══ Extracted material ══
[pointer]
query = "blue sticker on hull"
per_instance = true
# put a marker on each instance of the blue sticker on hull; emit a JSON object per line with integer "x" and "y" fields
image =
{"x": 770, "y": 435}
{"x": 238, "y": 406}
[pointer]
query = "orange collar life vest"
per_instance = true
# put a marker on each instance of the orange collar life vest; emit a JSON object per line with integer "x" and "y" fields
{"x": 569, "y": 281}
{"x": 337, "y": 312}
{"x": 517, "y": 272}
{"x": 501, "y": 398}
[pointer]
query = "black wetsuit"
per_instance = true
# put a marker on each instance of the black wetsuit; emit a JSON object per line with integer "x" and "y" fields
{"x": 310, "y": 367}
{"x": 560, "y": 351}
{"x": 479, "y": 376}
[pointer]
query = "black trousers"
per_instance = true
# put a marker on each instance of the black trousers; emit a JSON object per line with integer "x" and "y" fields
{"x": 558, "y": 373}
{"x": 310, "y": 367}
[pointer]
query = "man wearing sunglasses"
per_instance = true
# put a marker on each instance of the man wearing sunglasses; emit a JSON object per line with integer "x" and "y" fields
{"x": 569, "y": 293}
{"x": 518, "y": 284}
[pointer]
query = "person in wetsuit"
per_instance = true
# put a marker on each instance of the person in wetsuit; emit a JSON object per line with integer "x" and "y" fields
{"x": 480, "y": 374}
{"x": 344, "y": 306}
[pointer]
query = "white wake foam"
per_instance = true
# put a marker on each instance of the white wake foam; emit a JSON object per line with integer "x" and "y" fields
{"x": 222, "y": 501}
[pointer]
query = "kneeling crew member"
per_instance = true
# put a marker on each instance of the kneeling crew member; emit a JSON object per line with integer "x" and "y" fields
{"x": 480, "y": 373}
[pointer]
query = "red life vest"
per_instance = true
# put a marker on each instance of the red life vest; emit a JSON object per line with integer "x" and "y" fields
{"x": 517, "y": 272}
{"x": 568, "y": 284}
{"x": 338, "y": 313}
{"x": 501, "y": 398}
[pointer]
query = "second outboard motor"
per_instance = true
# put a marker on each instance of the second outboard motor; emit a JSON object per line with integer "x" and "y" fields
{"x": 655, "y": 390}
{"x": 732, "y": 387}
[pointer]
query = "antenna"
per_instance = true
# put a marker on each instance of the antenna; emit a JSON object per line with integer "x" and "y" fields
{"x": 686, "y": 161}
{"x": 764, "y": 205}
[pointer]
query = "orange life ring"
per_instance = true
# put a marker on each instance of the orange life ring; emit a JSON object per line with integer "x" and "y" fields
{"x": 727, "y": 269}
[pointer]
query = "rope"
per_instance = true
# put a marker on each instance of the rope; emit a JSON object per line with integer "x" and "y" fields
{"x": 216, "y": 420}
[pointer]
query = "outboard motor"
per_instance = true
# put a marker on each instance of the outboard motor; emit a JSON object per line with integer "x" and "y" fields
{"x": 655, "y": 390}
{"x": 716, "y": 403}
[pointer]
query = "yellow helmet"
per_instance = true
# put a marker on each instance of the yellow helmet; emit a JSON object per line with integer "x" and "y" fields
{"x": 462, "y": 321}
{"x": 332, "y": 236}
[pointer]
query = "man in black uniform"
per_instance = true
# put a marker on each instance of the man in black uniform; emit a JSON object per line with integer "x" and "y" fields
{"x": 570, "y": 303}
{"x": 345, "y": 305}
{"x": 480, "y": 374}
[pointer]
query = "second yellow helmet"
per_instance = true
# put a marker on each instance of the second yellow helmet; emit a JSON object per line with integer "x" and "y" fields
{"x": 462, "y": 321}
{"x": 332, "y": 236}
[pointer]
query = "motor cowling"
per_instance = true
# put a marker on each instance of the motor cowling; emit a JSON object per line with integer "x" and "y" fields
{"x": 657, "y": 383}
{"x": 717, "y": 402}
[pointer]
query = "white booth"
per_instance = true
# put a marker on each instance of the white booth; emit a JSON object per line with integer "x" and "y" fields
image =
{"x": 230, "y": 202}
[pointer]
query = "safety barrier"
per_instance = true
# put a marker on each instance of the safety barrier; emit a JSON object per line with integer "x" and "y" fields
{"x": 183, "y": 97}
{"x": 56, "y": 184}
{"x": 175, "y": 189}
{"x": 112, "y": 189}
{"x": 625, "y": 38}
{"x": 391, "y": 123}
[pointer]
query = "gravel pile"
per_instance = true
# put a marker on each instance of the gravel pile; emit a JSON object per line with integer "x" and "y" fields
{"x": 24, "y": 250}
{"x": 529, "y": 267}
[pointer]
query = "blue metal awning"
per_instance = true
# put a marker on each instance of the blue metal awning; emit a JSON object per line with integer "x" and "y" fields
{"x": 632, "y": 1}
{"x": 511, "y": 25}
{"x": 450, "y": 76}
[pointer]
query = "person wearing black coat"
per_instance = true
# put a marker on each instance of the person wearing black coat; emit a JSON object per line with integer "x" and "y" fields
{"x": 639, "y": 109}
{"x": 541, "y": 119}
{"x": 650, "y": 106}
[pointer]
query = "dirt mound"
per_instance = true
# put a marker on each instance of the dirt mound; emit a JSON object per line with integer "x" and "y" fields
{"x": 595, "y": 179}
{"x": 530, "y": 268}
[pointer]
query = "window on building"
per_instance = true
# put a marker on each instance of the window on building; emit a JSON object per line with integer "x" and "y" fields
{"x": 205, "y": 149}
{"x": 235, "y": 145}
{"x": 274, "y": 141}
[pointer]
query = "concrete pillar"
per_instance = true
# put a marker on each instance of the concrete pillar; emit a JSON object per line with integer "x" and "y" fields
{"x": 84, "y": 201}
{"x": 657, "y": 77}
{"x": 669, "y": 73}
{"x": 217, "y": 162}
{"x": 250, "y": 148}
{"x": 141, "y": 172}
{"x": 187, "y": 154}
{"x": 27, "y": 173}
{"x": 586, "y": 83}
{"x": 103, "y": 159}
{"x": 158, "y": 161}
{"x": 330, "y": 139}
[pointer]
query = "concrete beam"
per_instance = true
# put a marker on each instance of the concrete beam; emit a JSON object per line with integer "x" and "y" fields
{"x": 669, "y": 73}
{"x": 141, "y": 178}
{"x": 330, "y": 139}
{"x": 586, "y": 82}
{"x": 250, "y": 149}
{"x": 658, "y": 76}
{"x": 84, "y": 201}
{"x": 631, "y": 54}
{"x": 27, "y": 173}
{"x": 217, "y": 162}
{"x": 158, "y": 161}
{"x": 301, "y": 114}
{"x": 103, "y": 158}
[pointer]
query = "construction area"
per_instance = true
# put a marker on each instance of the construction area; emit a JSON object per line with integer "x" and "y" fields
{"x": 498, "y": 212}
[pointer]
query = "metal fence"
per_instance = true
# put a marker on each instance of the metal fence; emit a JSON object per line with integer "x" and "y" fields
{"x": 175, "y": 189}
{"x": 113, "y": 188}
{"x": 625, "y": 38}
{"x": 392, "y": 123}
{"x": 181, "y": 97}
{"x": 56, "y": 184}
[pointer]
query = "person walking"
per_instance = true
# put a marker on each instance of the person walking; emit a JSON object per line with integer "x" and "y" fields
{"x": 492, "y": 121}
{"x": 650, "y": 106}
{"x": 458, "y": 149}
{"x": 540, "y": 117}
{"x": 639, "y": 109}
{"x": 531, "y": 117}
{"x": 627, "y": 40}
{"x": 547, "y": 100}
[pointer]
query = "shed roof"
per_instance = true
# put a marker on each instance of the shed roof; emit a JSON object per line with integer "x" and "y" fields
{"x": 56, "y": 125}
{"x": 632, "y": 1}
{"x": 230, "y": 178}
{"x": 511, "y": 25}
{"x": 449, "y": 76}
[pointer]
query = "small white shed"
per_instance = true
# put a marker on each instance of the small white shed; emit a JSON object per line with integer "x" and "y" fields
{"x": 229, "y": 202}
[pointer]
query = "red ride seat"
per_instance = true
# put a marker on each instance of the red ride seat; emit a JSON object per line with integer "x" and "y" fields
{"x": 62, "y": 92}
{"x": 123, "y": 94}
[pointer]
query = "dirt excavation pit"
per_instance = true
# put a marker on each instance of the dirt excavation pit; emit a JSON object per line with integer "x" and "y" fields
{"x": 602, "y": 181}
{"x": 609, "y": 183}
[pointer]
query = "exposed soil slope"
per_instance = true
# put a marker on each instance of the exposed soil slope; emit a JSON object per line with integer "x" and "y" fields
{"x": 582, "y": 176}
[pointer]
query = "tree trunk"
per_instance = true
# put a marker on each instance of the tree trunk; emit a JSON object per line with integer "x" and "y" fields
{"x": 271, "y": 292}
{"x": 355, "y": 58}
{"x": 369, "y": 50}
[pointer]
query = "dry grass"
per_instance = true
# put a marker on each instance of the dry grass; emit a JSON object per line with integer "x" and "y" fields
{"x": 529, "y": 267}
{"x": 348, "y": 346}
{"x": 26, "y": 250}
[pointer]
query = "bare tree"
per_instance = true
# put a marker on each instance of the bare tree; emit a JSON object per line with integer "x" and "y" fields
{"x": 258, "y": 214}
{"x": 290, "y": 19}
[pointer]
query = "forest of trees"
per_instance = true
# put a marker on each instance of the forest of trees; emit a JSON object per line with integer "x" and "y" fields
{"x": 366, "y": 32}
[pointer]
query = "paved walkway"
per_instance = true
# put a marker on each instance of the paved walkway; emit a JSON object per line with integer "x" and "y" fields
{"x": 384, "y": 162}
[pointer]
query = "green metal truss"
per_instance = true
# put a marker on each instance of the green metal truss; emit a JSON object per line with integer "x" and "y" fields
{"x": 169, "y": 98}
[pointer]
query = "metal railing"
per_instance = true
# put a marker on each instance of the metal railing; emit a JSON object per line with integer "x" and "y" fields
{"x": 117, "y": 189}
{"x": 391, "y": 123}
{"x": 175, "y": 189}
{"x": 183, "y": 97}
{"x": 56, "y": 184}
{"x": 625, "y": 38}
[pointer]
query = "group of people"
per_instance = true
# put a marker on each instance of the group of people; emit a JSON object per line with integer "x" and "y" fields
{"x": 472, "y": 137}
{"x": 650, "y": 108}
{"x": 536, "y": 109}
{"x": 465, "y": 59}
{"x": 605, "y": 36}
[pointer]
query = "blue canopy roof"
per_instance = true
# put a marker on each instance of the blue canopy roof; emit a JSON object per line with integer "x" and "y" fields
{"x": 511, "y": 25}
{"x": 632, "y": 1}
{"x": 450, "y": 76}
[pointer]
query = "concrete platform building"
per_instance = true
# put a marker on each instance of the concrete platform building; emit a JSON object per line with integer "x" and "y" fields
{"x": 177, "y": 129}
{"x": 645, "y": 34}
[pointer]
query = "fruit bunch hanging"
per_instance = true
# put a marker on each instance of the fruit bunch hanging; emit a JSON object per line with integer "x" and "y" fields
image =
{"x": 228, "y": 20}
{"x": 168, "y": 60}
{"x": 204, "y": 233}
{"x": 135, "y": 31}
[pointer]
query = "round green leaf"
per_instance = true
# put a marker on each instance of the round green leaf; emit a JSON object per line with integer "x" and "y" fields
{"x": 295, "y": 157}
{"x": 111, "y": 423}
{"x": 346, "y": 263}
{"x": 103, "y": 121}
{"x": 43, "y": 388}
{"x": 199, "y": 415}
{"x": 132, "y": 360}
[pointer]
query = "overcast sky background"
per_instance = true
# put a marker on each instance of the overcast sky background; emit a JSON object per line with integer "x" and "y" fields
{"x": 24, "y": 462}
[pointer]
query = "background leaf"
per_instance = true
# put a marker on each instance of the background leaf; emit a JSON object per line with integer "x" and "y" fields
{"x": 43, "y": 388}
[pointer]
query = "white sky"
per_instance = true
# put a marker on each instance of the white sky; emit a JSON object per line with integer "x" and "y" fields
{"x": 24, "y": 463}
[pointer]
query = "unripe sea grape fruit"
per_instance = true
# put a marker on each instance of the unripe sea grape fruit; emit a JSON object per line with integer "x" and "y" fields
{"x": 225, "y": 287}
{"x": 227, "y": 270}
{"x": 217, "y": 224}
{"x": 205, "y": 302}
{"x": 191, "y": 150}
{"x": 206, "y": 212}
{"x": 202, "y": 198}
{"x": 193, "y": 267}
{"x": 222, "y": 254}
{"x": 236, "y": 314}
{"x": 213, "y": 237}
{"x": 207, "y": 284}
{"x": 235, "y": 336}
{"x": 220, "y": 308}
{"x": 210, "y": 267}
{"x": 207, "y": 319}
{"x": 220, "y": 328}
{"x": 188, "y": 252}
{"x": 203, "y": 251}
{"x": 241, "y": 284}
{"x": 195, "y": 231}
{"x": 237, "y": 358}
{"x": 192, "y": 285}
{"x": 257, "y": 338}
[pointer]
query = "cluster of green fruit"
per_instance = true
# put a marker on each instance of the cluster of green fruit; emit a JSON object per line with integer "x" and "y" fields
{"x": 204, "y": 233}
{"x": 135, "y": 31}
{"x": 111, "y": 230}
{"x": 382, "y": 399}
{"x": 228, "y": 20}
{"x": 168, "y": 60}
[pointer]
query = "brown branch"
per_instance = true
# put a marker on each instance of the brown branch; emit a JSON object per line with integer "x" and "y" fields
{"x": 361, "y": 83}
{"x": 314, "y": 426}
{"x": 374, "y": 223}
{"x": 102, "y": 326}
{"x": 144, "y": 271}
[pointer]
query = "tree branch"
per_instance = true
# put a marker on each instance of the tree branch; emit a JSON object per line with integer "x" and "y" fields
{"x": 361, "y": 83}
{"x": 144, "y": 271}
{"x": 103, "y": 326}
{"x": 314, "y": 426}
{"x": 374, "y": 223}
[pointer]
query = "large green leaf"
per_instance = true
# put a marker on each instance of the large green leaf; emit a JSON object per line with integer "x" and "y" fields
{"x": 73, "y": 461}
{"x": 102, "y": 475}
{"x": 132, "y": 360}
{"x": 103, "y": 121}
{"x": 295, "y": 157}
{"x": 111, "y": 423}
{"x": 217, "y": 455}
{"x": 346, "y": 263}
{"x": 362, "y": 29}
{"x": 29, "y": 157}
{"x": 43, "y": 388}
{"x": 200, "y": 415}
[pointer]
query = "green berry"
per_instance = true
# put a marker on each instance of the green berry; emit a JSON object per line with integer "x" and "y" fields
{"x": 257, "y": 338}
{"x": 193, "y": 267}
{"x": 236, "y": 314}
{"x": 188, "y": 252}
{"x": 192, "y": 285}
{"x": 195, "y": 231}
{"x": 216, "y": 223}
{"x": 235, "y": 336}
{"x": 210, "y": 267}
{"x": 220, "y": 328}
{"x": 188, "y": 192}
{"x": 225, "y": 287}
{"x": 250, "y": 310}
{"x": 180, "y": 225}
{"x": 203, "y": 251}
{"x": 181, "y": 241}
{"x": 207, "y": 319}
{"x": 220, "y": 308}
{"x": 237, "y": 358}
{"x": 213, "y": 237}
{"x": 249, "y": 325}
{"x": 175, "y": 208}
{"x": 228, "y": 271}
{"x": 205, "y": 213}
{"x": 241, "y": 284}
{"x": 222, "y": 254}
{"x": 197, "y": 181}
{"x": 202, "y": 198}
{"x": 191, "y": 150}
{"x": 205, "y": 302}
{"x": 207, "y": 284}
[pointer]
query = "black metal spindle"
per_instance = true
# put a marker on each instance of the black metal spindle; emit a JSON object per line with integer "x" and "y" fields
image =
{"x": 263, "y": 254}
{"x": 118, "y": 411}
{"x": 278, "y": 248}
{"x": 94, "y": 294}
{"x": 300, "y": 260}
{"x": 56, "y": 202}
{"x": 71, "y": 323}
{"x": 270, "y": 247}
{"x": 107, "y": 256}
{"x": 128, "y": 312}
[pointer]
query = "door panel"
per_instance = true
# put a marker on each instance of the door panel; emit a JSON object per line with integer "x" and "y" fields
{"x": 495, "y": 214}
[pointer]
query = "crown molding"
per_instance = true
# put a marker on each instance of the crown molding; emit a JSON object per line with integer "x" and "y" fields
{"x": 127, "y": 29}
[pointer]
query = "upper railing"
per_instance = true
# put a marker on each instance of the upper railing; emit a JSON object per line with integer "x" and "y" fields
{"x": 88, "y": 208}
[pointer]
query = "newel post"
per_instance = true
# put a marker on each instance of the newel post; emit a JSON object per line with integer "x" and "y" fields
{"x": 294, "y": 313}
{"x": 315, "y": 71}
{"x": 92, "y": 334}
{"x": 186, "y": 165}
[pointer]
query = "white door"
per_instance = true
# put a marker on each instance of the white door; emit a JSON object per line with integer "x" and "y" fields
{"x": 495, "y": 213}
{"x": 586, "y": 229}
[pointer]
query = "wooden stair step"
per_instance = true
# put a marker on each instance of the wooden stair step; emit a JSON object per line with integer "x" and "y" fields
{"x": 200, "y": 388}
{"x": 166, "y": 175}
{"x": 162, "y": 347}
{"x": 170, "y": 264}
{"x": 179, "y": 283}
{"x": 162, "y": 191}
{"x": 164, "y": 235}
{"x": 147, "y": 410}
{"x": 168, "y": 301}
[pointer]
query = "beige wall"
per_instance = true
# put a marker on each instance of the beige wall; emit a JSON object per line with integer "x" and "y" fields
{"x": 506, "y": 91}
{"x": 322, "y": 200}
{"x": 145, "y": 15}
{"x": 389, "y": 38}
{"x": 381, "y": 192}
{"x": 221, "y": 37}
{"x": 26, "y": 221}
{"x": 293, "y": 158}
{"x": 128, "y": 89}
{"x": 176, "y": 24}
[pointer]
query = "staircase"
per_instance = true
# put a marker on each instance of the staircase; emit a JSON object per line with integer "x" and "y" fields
═══
**Required task:** Copy out each line of the material above that contains the word "paved".

**Response to this exercise:**
query = "paved walkway"
# put a marker on each instance of the paved walkway; emit a JSON object per line with integer "x" and "y" fields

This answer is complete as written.